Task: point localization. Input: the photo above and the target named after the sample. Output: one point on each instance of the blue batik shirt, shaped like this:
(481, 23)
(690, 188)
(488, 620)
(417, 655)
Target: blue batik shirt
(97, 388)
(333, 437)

Directions: Rewrite every one of the records with "blue batik shirt" swapped for "striped polo shirt", leaving everything else unchanged.

Solution for this exercise:
Task: point localization. Input: the photo above and the target named after the sample. Output: one point on each instance of the striped polo shirt, shaped like this:
(481, 23)
(690, 188)
(488, 620)
(417, 655)
Target: striped polo shirt
(97, 388)
(333, 437)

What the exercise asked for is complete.